#Cleaning the environment
rm(list=ls())
#Importing Dataset
setwd("/Users/nishantaneja/Desktop/Files_for_R")
sales_order = read.csv("sales_order.csv", stringsAsFactors = FALSE)
#Loading dplyr
library(dplyr)
##
## Attaching package: 'dplyr'
## The following objects are masked from 'package:stats':
##
## filter, lag
## The following objects are masked from 'package:base':
##
## intersect, setdiff, setequal, union
#case_when()
case_when() allows us to add multiple if_else() statements and the code is much cleaner to read and understand for any user going forward :)
case_when() is R equivalent of SQL CASE WHEN statements, if no cases match, NA is returned.
Syntax is as follows:
case_when(
condition1 ~ value1,
condition2 ~ value2,
condition3 ~ value3,
TRUE ~ value_for_everything_else_not_covered_by_conditions
)

DATASET RECORDS:
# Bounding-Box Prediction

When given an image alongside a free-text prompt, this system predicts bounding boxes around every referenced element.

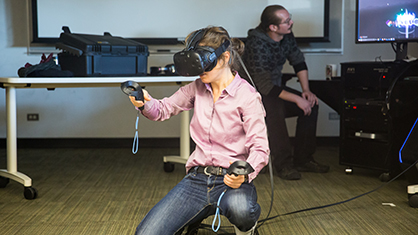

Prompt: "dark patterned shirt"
[240,29,307,96]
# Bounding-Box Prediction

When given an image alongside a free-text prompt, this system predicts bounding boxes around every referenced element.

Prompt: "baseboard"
[0,137,339,149]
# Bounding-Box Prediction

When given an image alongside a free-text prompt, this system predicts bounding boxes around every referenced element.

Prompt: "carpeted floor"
[0,146,418,235]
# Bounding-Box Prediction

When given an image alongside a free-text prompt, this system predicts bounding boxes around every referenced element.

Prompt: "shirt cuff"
[293,62,308,73]
[267,86,283,97]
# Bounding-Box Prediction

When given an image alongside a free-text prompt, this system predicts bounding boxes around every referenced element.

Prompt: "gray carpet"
[0,147,418,235]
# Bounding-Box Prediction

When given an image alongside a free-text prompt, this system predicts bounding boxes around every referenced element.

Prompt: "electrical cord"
[132,110,139,154]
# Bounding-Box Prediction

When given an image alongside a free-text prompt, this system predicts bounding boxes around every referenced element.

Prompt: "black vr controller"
[226,161,254,176]
[120,81,144,110]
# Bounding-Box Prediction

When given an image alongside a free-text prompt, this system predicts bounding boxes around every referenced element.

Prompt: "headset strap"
[209,40,231,62]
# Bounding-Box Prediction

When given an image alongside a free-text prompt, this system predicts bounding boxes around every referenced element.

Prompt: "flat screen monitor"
[356,0,418,43]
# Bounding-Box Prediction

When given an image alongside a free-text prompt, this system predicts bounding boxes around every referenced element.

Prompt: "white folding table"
[0,76,198,199]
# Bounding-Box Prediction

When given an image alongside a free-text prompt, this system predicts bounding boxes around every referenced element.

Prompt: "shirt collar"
[205,72,241,97]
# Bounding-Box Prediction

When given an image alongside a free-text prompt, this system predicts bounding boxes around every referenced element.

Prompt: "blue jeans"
[135,169,261,235]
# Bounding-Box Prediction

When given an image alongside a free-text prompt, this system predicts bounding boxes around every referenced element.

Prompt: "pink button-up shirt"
[142,73,270,181]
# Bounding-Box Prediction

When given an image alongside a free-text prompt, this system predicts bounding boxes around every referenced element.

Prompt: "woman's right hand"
[296,97,312,116]
[129,89,151,108]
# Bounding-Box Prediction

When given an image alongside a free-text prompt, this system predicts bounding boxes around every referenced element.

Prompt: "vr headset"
[174,29,231,77]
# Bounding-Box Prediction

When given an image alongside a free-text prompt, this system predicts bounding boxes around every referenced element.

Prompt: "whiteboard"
[32,0,329,41]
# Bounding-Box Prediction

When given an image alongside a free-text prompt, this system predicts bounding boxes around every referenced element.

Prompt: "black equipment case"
[55,26,149,77]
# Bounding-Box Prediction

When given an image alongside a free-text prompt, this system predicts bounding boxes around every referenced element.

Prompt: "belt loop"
[203,167,212,175]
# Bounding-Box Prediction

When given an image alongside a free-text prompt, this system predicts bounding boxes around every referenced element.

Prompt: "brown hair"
[257,5,286,33]
[186,26,244,72]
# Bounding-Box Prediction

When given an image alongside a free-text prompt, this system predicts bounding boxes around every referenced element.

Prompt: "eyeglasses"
[280,14,292,24]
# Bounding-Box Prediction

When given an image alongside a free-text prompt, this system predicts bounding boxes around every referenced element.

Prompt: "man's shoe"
[296,160,329,173]
[278,167,301,180]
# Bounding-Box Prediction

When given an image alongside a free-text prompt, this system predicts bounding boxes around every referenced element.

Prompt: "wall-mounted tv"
[356,0,418,60]
[356,0,418,43]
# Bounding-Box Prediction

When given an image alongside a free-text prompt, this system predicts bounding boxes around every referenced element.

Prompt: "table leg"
[163,111,190,172]
[0,87,32,187]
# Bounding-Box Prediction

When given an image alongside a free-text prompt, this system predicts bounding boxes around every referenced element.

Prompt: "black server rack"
[340,62,418,181]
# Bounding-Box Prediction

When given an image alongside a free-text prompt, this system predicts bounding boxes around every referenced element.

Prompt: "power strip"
[408,184,418,195]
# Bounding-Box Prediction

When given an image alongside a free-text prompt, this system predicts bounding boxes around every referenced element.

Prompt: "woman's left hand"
[224,174,245,188]
[224,161,245,188]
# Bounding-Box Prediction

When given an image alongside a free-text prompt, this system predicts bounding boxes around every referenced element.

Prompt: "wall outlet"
[328,113,340,120]
[26,113,39,121]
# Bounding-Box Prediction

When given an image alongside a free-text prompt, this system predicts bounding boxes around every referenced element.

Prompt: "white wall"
[0,0,418,138]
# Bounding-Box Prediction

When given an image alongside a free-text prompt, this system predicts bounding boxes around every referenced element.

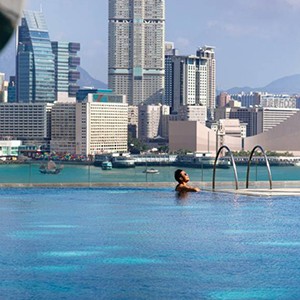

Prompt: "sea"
[0,163,300,185]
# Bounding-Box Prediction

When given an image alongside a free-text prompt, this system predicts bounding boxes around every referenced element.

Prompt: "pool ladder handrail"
[246,145,272,190]
[212,145,239,191]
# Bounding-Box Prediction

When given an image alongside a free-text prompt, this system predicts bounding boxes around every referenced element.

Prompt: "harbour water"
[0,163,300,184]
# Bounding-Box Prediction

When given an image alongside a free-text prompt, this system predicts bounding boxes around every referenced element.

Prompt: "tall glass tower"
[16,11,56,103]
[108,0,165,105]
[51,42,80,100]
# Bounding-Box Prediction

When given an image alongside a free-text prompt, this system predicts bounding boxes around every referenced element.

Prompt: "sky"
[3,0,300,90]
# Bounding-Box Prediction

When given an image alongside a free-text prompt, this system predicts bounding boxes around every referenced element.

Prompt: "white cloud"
[285,0,300,10]
[175,37,191,49]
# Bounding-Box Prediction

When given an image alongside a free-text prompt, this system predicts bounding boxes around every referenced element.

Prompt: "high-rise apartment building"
[51,42,80,100]
[16,11,56,103]
[196,46,216,119]
[165,46,216,120]
[0,103,53,148]
[108,0,165,105]
[76,93,128,155]
[50,102,76,154]
[138,104,170,141]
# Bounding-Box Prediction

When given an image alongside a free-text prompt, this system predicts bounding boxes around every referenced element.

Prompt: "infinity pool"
[0,188,300,299]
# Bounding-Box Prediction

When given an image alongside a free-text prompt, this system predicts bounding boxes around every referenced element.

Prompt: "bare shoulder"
[175,184,200,192]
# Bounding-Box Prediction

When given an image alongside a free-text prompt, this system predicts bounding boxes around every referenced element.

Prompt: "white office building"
[138,105,170,141]
[108,0,165,105]
[0,103,53,145]
[76,94,128,155]
[50,102,76,154]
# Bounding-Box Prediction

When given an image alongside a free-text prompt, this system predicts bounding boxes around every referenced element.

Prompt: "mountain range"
[226,74,300,95]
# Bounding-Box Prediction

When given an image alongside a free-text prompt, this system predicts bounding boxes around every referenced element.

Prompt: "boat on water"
[174,153,231,169]
[101,160,112,170]
[94,154,111,167]
[39,160,63,174]
[143,168,159,174]
[111,155,135,168]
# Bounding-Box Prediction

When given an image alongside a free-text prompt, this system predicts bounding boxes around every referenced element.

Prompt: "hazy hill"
[226,74,300,94]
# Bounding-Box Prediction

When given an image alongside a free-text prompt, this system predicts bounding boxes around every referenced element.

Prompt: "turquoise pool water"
[0,164,300,184]
[0,188,300,299]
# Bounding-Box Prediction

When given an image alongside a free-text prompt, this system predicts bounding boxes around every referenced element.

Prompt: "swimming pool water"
[0,188,300,299]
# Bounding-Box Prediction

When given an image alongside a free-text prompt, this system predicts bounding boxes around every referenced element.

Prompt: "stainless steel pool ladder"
[246,145,272,190]
[212,145,239,191]
[212,145,272,191]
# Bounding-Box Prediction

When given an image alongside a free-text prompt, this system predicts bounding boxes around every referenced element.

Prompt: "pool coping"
[0,181,300,197]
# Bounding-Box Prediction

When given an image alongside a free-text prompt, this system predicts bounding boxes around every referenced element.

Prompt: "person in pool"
[174,169,200,193]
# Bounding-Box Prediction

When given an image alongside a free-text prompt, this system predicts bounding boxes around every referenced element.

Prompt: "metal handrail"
[212,145,239,191]
[246,145,272,190]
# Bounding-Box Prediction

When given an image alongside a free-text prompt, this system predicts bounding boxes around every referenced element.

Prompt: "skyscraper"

WHAT YOU WILL DO:
**a)** In the R tutorial on case_when(), what is returned when no cases match?
**b)** Write the next part of the R tutorial on case_when(), picking up after its final line.

RESPONSES FOR EACH TASK:
**a)** NA is returned.

**b)**
Using case_when() inside mutate() helps when you want to rely on complex combination of existing variables…
mean(sales_order$Total)
## [1] 456.4623
sales_order_1 = sales_order %>%
mutate(sale_type = case_when(Total > 456 ~ "Sale above Avg.",
Total < 456 ~ "Sale below Avg.",
TRUE ~ "other"))
Let’s play with units now…
sales_order_2 = sales_order %>%
mutate(unit_bucket = case_when(Units >= 0 & Units <=30 ~ "0 - 30",
Units >30 & Units <=50 ~ "31 - 50",
Units >50 & Units <=100 ~ "51 - 100",
TRUE ~ "other"))
As we can see we can categorize a column in buckets by using case_when() instead of using multiple if_else() statements
Thanks for Watching :)